Begin Selection
An example of folkloric dancing in Colombia.

The sociology of culture concerns culture as manifested in society. For sociologist Georg Simmel (1858–1918), culture referred to "the cultivation of individuals through the agency of external forms which have been objectified in the course of history." As such, culture in the sociological field can be defined as the ways of thinking, the ways of acting, and the material objects that together shape a people's way of life. Culture can be any of two types, non-material culture or material culture. Non-material culture refers to the non-physical ideas that individuals have about their culture, including values, belief systems, rules, norms, morals, language, organizations, and institutions, while material culture is the physical evidence of a culture in the objects and architecture they make or have made. The term tends to be relevant only in archeological and anthropological studies, but it specifically means all material evidence which can be attributed to culture, past or present.
End Selection
### Prompt
Copy out the passage on the sociology of culture word for word, from start to finish.
Begin Information supplied
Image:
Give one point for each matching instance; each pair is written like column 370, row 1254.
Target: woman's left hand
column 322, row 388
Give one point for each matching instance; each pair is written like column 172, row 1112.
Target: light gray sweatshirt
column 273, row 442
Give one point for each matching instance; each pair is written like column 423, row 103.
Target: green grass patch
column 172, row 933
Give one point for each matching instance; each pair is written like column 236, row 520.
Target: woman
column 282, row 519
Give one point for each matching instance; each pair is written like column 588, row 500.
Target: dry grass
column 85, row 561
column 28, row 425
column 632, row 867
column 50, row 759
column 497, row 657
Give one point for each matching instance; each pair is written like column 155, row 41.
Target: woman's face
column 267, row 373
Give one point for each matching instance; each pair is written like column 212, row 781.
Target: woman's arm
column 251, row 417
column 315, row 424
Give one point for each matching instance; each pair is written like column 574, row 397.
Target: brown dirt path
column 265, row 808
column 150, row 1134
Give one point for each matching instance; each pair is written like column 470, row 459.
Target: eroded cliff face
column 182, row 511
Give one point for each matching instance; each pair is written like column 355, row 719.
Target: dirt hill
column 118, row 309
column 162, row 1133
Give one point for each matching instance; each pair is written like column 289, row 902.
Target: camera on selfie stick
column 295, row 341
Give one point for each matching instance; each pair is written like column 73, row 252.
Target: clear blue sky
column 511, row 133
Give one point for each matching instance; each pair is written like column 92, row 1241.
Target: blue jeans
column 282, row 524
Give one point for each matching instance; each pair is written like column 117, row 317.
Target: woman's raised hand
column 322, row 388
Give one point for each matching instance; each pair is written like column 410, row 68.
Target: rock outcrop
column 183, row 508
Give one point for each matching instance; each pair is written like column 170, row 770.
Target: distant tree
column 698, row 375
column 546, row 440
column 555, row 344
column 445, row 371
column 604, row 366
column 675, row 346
End Information supplied
### Task output
An example of folkloric dancing in Colombia.

The sociology of culture concerns culture as manifested in society. For sociologist Georg Simmel (1858–1918), culture referred to "the cultivation of individuals through the agency of external forms which have been objectified in the course of history." As such, culture in the sociological field can be defined as the ways of thinking, the ways of acting, and the material objects that together shape a people's way of life. Culture can be any of two types, non-material culture or material culture. Non-material culture refers to the non-physical ideas that individuals have about their culture, including values, belief systems, rules, norms, morals, language, organizations, and institutions, while material culture is the physical evidence of a culture in the objects and architecture they make or have made. The term tends to be relevant only in archeological and anthropological studies, but it specifically means all material evidence which can be attributed to culture, past or present.